- [The exercise]
Turn the lines below into a numbered list, leaving out any blank lines.

- [Extracted material]

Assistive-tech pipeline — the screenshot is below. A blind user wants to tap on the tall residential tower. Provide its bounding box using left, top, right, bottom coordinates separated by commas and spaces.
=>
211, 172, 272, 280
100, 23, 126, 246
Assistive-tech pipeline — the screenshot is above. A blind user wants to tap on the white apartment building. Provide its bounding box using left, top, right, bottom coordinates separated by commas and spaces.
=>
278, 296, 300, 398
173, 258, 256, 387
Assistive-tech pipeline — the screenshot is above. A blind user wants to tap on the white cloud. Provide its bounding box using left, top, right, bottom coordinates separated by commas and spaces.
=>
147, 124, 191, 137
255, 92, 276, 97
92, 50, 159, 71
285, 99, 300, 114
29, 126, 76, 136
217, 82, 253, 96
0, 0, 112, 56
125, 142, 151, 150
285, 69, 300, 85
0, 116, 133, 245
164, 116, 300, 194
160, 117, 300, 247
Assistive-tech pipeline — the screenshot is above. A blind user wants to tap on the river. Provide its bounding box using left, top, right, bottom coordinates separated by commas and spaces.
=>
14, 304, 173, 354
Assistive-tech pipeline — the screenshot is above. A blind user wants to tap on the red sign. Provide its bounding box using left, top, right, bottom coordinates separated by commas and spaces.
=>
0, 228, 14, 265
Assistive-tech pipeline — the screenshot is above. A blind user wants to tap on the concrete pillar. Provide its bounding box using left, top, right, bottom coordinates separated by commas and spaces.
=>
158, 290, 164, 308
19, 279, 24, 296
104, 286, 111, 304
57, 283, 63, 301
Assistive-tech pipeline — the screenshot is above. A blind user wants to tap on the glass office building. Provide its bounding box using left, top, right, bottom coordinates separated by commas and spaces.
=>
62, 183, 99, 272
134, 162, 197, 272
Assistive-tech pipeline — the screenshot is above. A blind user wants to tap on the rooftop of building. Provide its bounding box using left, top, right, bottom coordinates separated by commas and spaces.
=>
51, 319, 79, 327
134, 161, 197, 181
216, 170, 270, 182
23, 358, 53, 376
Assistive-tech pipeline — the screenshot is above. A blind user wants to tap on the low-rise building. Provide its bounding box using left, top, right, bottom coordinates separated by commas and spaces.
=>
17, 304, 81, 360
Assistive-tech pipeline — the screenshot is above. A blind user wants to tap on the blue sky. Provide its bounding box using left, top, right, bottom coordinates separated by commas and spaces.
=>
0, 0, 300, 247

- [Output for this exercise]
1. Assistive-tech pipeline — the screenshot is below. A blind user wants to tap on the tall residential tower. Provide its bounding box using left, top, right, bottom coordinates separated by commas and spaces.
2. =>
3. 211, 172, 272, 280
4. 100, 23, 126, 246
5. Assistive-tech pipeline — the screenshot is above. A blind user wants to tap on the white apartment building. Provide its bounding box using left, top, right, bottom coordinates separated by commas and spaces.
6. =>
7. 278, 296, 300, 398
8. 173, 258, 256, 387
9. Assistive-tech pipeline — the screenshot is above. A blind user wants to tap on the white cloud. Provide its bounding box using left, top, right, bottom coordinates separated by commas and spaces.
10. =>
11. 147, 124, 191, 137
12. 255, 92, 276, 97
13. 92, 50, 159, 71
14. 285, 99, 300, 114
15. 29, 126, 76, 136
16. 217, 82, 253, 96
17. 0, 0, 112, 56
18. 125, 142, 151, 150
19. 285, 69, 300, 85
20. 0, 116, 133, 245
21. 164, 116, 300, 194
22. 160, 117, 300, 247
23. Assistive-tech pipeline — the screenshot is above. A blind user wants to tap on the river. Provide its bounding box using left, top, right, bottom coordinates separated by commas and spaces.
24. =>
25. 14, 304, 173, 354
26. Assistive-tech pipeline — the screenshot is above. A blind user wants to tap on the red sign. Provide its bounding box using left, top, right, bottom coordinates separated by commas and spaces.
27. =>
28. 0, 228, 14, 265
29. Assistive-tech pipeline — the screenshot is above. A blind user wants to tap on the concrete pillar. Provide its bounding box using left, top, right, bottom coordinates separated by commas and spaces.
30. =>
31. 158, 290, 164, 308
32. 19, 279, 24, 296
33. 104, 286, 111, 304
34. 57, 283, 63, 301
35. Assistive-tech pipeline — the screenshot is above. A blind user wants to tap on the glass office building. Provide its bounding box using left, top, right, bottom coordinates separated by commas and spaces.
36. =>
37. 62, 183, 99, 272
38. 134, 162, 197, 272
39. Assistive-tech pipeline — the screenshot is above. A blind user wants to tap on the rooftop of building. Provide its bounding box using left, top, right, bottom coordinates separated by commas and spaces.
40. =>
41. 51, 319, 79, 327
42. 134, 161, 197, 181
43. 216, 170, 270, 182
44. 23, 358, 53, 376
45. Assistive-tech pipeline — the screenshot is above. A blind user wants to tap on the low-rise building. Provide its bounding box using left, top, right, bottom coordinates separated by commas and spaces.
46. =>
47. 17, 304, 81, 360
48. Assistive-tech pipeline — the screenshot is above. A blind user wants to tap on the blue sky. Provide its bounding box using left, top, right, bottom coordinates separated by commas and spaces.
49. =>
50. 0, 0, 300, 247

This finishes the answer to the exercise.